* _Directions for this task_:
Set down every one of the following entries again, line for line, without changing anything.

* _Supplied information_:
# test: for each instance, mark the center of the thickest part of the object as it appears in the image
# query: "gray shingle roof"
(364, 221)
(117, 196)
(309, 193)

* _Result_:
# test: for each instance, mark the center of the thickest part of the object as it appears in the image
# query: "gray shingle roof"
(364, 221)
(117, 196)
(309, 193)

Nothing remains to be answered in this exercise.